DESCRIPTION OF THE TASK → Reproduce word for word the part of the Covid-19 outbreak text between "COMMENT: The Covid-19" and "population (8 percent).", inclusive.

READING TEXT below:

By focusing on processing a higher rate of returnees and overlooking testing of border staff, the Government placed New Zealanders – especially vulnerable Pacific and Māori communities – at risk.
COMMENT: The Covid-19 outbreak in Auckland is disproportionally impacting Māori and Pacific communities. During the first wave, Māori and Pacific were 14 percent of all cases. In the current second wave, Māori (nine cases) and Pacific (53 cases) are 87.3 percent of cases in the Auckland-centred outbreak.
During the first wave, Māori and Pacific communities had the lowest ratio of cases to demographic percentage of the population. The differential impact of the Auckland outbreak now means that as of August 18, for the first time, Pacific cases (8.4 percent) are over their demographic share of the population (8 percent).
An unanswered question
Why did it take three weeks, from a possible infection start date of 15 to 20 July to detection of the first case on August 11 to discover the first case in the cluster? The answer is that the Government and the Ministry of Health reduced community-based and the surveillance/random testing, which would have picked up this new wave of Covid-19.
On Monday, Director-General of Health Dr Ashley Bloomfield congratulated the Māori and Pacific response to Covid-19. In particular, he applauded them for being the highest tested communities in New Zealand. What he overlooked was that Māori and Pacific achieved this by replacing the Ministry’s symptomatic over asymptomatic priority with one saying we are vulnerable so test as many of our people as possible. The Ministry also conducted random testing toward the end of the first wave.

End of READING TEXT.
RECORDED INFORMATION below:

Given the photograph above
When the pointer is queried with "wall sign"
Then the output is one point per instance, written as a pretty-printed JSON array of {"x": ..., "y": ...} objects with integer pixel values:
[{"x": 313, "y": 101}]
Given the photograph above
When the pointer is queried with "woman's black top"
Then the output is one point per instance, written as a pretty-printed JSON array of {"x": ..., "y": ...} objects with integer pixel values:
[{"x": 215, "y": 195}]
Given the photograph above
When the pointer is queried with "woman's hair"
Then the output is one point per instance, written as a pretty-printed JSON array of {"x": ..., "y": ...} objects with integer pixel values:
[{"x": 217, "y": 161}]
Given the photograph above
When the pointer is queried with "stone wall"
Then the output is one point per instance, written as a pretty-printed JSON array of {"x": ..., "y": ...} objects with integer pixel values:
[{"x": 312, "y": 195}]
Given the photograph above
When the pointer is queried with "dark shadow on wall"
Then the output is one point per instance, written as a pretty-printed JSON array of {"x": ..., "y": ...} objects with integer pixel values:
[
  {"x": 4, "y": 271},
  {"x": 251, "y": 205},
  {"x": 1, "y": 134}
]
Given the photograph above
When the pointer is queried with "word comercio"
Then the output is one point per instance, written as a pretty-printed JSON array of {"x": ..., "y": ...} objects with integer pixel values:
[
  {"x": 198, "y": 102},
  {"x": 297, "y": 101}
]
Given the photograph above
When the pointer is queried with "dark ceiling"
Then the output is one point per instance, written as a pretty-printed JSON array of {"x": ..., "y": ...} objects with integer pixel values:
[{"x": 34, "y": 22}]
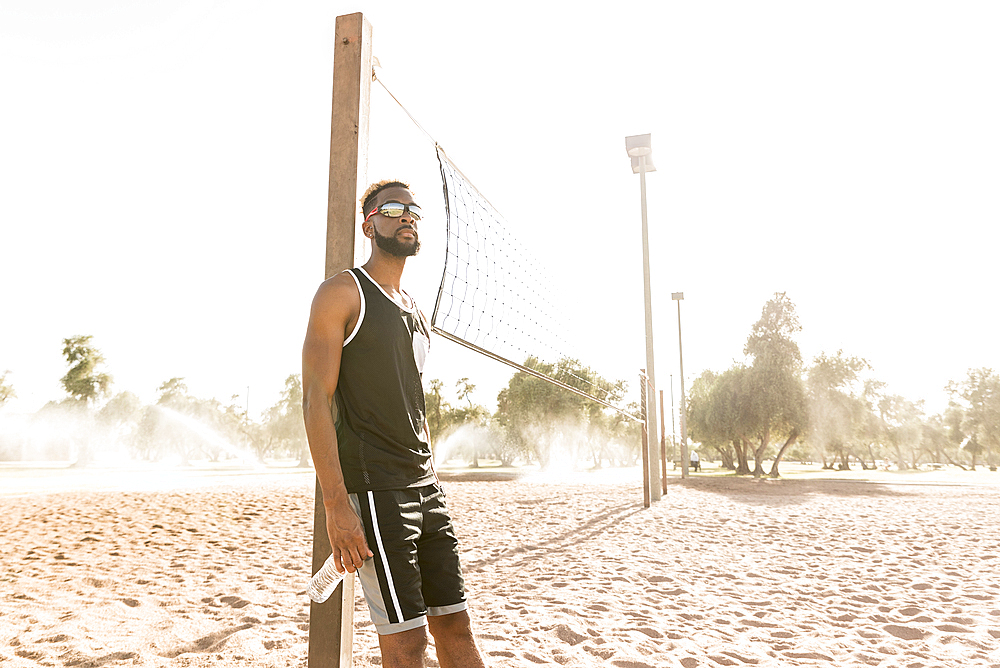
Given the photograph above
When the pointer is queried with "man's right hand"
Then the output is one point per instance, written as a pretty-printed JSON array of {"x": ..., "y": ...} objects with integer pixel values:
[{"x": 347, "y": 537}]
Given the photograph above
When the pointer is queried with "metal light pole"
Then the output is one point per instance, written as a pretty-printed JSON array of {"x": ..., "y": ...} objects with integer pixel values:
[
  {"x": 678, "y": 296},
  {"x": 640, "y": 150},
  {"x": 673, "y": 424}
]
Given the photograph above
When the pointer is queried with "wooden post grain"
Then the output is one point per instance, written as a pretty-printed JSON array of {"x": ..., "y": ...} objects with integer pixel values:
[{"x": 331, "y": 624}]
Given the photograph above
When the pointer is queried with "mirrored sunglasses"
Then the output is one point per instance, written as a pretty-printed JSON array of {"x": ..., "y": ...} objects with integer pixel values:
[{"x": 396, "y": 210}]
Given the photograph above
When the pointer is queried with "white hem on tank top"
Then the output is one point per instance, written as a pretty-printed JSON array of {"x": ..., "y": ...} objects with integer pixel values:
[
  {"x": 361, "y": 315},
  {"x": 413, "y": 304}
]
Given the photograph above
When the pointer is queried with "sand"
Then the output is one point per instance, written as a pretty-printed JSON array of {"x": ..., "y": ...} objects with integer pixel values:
[{"x": 722, "y": 572}]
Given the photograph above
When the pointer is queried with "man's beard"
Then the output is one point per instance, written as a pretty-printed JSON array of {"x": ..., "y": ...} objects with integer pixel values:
[{"x": 394, "y": 246}]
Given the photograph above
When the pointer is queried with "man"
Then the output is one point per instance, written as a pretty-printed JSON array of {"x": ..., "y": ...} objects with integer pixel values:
[{"x": 364, "y": 412}]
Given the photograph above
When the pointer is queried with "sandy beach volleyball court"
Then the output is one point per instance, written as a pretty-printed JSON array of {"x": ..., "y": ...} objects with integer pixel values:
[{"x": 722, "y": 572}]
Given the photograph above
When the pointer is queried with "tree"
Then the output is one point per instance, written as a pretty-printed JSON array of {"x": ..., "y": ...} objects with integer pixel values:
[
  {"x": 283, "y": 422},
  {"x": 712, "y": 417},
  {"x": 121, "y": 417},
  {"x": 838, "y": 406},
  {"x": 902, "y": 426},
  {"x": 541, "y": 418},
  {"x": 6, "y": 389},
  {"x": 979, "y": 397},
  {"x": 773, "y": 383},
  {"x": 83, "y": 382}
]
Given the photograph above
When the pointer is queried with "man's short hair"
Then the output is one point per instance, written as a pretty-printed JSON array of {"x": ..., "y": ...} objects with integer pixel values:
[{"x": 374, "y": 189}]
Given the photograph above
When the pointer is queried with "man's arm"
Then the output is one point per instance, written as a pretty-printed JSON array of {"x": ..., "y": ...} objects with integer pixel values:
[{"x": 337, "y": 306}]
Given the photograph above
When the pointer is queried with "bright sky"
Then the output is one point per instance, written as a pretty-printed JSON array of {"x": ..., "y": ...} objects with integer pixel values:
[{"x": 163, "y": 178}]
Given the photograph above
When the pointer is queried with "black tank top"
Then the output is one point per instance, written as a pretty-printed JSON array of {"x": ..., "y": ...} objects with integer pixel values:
[{"x": 380, "y": 399}]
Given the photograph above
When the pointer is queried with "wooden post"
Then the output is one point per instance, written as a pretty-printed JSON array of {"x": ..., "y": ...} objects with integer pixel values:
[
  {"x": 646, "y": 496},
  {"x": 331, "y": 624}
]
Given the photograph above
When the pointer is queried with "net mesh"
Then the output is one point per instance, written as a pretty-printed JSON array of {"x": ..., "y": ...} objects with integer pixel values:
[{"x": 495, "y": 296}]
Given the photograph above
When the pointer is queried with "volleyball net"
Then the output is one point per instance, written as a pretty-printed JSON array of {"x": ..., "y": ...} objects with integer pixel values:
[{"x": 496, "y": 298}]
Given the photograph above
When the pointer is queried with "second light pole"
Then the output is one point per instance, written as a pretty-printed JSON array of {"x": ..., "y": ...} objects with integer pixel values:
[
  {"x": 677, "y": 297},
  {"x": 640, "y": 150}
]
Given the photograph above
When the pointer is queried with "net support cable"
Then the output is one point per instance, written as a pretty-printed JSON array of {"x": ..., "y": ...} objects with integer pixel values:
[{"x": 493, "y": 297}]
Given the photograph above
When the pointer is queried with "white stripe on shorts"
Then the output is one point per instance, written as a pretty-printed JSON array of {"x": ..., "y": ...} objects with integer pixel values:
[{"x": 385, "y": 559}]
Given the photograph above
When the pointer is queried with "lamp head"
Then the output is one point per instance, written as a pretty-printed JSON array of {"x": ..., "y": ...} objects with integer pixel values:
[{"x": 639, "y": 145}]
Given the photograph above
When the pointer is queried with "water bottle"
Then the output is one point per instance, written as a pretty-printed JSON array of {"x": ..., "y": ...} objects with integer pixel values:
[{"x": 325, "y": 581}]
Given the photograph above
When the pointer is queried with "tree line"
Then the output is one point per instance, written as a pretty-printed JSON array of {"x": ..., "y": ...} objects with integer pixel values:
[
  {"x": 536, "y": 422},
  {"x": 178, "y": 425},
  {"x": 773, "y": 407}
]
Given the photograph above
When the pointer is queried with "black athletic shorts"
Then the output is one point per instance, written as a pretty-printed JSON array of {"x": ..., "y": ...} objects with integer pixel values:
[{"x": 415, "y": 571}]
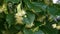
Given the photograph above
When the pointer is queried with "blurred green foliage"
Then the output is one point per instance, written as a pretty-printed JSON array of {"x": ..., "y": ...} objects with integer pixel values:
[{"x": 29, "y": 17}]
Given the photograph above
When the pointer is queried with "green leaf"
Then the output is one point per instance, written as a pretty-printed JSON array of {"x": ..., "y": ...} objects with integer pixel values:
[
  {"x": 39, "y": 32},
  {"x": 32, "y": 6}
]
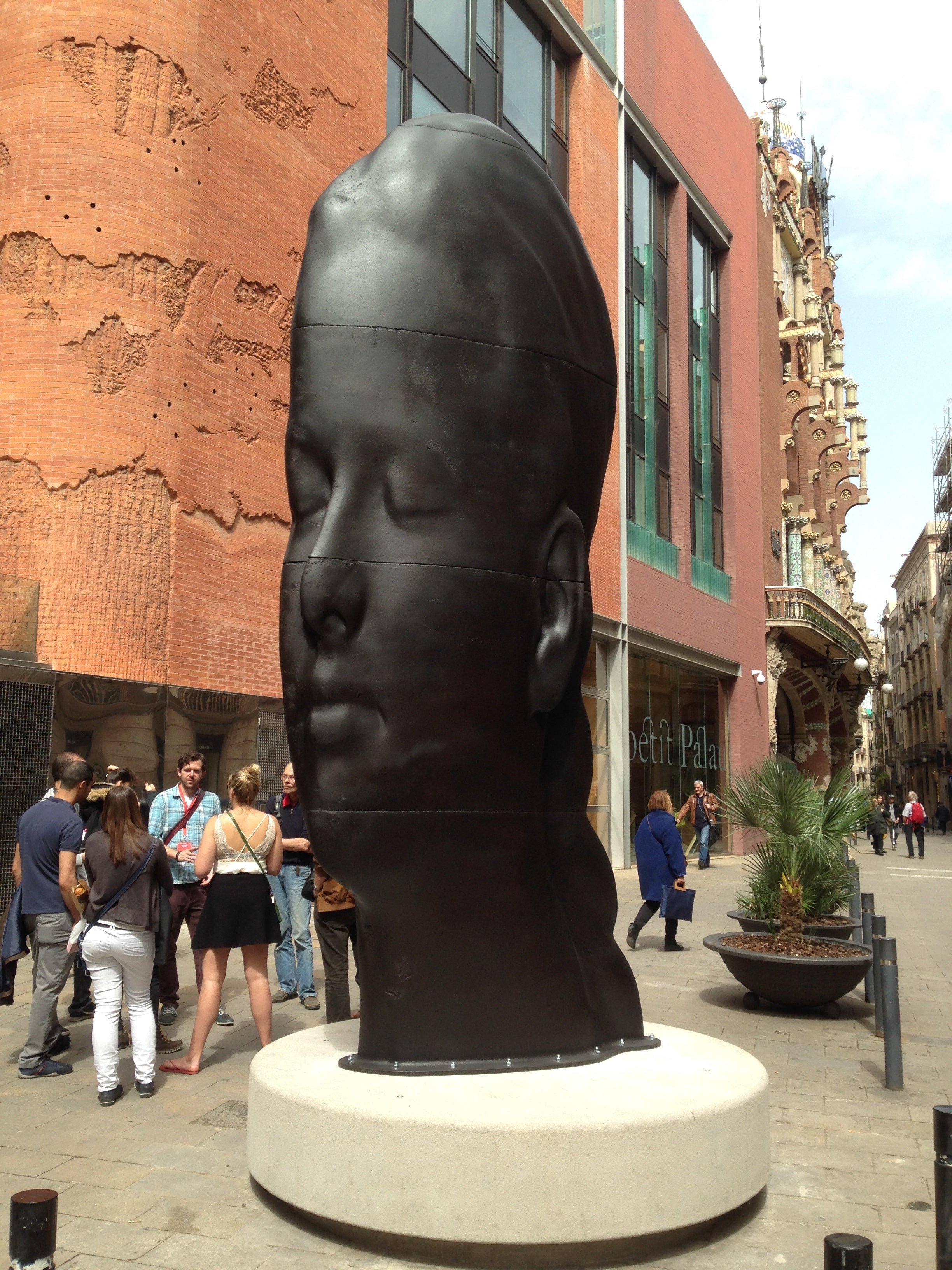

End of RECORDED INFORMATION.

SOLUTION FOR THIS EXERCISE →
COMMENT: The Covid-19 outbreak in Auckland is disproportionally impacting Māori and Pacific communities. During the first wave, Māori and Pacific were 14 percent of all cases. In the current second wave, Māori (nine cases) and Pacific (53 cases) are 87.3 percent of cases in the Auckland-centred outbreak.
During the first wave, Māori and Pacific communities had the lowest ratio of cases to demographic percentage of the population. The differential impact of the Auckland outbreak now means that as of August 18, for the first time, Pacific cases (8.4 percent) are over their demographic share of the population (8 percent).